● **Direction**: Retype the rows below without changes, from the first line through the line that contains "pixel 45 113", and leave the pictures out.

● **Entries shown**:
*-*-*

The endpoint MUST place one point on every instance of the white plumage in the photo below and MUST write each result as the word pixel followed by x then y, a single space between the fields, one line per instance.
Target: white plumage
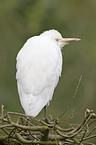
pixel 39 66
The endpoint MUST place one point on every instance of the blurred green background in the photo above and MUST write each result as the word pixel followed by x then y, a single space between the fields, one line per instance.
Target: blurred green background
pixel 21 19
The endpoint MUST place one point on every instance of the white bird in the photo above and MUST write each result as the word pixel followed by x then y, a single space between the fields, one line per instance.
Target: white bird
pixel 39 66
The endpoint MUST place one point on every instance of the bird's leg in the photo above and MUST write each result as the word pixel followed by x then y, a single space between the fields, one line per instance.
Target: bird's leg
pixel 27 125
pixel 45 113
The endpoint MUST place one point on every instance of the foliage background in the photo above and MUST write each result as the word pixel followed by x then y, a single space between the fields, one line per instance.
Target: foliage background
pixel 21 19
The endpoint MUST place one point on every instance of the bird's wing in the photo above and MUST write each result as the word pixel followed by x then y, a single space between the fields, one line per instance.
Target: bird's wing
pixel 39 65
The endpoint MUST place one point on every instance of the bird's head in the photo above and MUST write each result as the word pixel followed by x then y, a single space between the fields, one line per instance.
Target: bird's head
pixel 55 36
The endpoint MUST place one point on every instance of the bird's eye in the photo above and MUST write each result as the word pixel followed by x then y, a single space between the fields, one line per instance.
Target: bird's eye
pixel 56 39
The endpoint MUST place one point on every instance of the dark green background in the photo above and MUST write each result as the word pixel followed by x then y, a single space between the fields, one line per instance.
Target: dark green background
pixel 21 19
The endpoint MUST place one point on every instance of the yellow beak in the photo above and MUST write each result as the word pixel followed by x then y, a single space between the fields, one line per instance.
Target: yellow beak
pixel 67 40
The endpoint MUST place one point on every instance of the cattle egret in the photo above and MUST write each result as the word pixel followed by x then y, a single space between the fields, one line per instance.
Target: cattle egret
pixel 39 66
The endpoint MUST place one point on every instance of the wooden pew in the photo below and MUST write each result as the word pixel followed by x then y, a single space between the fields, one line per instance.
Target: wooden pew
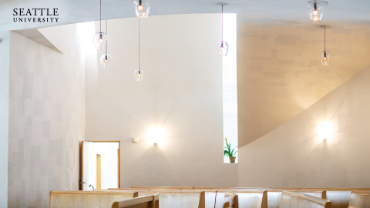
pixel 217 200
pixel 87 199
pixel 339 199
pixel 295 200
pixel 251 199
pixel 274 196
pixel 360 199
pixel 151 201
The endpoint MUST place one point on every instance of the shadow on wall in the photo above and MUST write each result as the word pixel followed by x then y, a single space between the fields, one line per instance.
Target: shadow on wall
pixel 293 155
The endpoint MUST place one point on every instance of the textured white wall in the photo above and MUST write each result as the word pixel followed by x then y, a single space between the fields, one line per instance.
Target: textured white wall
pixel 293 155
pixel 181 92
pixel 4 116
pixel 46 116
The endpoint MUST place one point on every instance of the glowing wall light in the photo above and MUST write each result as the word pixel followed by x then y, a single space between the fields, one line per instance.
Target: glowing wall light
pixel 155 135
pixel 324 131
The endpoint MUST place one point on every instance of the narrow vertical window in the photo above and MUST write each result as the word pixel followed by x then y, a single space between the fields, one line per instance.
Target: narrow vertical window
pixel 230 95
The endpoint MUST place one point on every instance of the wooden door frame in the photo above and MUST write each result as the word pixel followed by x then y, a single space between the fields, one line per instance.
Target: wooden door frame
pixel 82 159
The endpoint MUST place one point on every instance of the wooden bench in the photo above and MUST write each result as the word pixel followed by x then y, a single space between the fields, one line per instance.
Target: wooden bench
pixel 87 199
pixel 360 199
pixel 295 200
pixel 274 196
pixel 151 201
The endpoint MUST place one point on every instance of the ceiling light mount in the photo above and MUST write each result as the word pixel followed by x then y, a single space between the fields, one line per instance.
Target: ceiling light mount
pixel 316 9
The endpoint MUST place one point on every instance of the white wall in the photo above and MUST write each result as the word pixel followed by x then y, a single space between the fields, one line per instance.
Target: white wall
pixel 181 93
pixel 4 116
pixel 46 116
pixel 294 156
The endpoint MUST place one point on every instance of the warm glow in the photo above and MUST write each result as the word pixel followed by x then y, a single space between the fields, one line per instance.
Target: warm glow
pixel 324 131
pixel 155 135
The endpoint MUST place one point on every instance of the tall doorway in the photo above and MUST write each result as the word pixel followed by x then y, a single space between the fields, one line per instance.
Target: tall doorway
pixel 100 165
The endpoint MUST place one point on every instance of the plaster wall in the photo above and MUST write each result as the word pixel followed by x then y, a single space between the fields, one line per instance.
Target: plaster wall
pixel 4 116
pixel 46 116
pixel 293 155
pixel 180 93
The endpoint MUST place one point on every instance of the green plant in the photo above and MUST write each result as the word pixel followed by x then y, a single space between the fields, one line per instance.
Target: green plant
pixel 228 151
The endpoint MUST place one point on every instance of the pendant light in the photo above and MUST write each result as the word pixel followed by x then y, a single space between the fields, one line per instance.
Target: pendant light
pixel 316 10
pixel 325 55
pixel 139 73
pixel 99 38
pixel 222 46
pixel 142 8
pixel 106 59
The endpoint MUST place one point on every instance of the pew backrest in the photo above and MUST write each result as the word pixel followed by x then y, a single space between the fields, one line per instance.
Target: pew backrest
pixel 360 199
pixel 295 200
pixel 86 199
pixel 151 201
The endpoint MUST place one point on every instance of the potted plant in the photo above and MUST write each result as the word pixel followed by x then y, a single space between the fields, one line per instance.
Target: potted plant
pixel 231 153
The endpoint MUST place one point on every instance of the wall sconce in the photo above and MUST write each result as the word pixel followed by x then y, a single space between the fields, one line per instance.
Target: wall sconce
pixel 135 139
pixel 155 135
pixel 324 131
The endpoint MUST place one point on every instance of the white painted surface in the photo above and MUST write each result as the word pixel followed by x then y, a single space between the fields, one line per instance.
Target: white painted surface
pixel 46 116
pixel 230 92
pixel 4 116
pixel 293 155
pixel 180 93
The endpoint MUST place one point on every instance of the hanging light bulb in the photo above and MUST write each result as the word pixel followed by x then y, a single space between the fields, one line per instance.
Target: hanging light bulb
pixel 316 10
pixel 222 46
pixel 139 73
pixel 106 59
pixel 142 8
pixel 99 38
pixel 325 55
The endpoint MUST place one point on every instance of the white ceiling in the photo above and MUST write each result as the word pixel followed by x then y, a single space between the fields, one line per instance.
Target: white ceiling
pixel 74 11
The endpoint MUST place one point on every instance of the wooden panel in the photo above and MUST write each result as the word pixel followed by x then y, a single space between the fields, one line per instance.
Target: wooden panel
pixel 86 199
pixel 251 199
pixel 151 201
pixel 294 200
pixel 98 172
pixel 360 199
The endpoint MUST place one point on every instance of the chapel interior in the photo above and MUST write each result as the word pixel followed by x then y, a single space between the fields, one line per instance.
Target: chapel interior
pixel 185 103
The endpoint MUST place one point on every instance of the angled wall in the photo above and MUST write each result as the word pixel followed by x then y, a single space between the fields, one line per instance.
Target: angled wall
pixel 293 155
pixel 181 92
pixel 46 116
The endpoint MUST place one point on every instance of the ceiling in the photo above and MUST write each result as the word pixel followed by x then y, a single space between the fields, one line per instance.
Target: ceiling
pixel 279 71
pixel 75 11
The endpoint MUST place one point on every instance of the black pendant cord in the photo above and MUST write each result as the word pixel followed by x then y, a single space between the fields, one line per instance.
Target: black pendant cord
pixel 215 200
pixel 106 44
pixel 325 39
pixel 222 23
pixel 139 45
pixel 100 15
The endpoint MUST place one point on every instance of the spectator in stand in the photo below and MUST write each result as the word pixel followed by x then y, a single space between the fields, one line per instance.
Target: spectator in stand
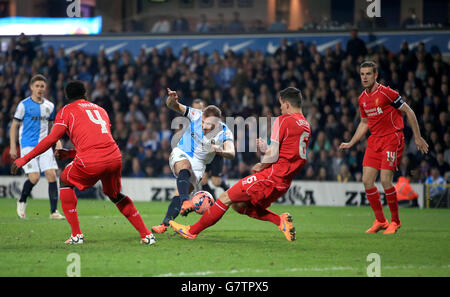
pixel 436 182
pixel 180 24
pixel 278 26
pixel 203 25
pixel 221 25
pixel 356 47
pixel 126 85
pixel 161 26
pixel 236 24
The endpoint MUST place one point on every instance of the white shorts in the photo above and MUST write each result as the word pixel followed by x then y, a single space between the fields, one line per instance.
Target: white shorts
pixel 197 166
pixel 41 163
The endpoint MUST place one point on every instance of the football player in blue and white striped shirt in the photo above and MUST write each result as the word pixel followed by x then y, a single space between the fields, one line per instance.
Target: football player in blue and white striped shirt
pixel 33 117
pixel 205 137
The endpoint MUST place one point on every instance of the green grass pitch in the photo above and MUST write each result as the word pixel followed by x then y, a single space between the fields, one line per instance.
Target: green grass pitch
pixel 330 242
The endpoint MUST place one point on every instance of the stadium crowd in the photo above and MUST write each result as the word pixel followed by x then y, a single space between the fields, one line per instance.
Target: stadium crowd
pixel 133 92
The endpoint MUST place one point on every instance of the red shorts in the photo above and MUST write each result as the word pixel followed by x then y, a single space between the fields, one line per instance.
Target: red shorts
pixel 257 189
pixel 84 177
pixel 384 152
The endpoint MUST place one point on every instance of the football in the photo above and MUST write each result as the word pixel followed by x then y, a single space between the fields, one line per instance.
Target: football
pixel 202 201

*-*-*

● **Complete output**:
The endpoint MUST place one point on every instance of the white plumage in the photo below and MUST write each result as the word pixel followed by x then y, a single space between the fields, one line per instance.
Target: white plumage
pixel 39 66
The endpoint MUST place one point on every instance of the blurred green background in the photo above and MUST write each result as the word pixel followed by x then y, a single space between the fields, one line per instance.
Target: blurred green background
pixel 21 19
The endpoint MUST place one point on every instance of the white bird in the photo above and MUST write each result as the word pixel followed by x then y, a single space between the fields, one line per instance.
Target: white bird
pixel 39 66
The endpoint MUST place one point on every instance of the bird's leg in the photo above and MUST write each result as the word pixel followed by x then y, a single space between the fields, one line per instance.
Target: bird's leg
pixel 27 125
pixel 45 113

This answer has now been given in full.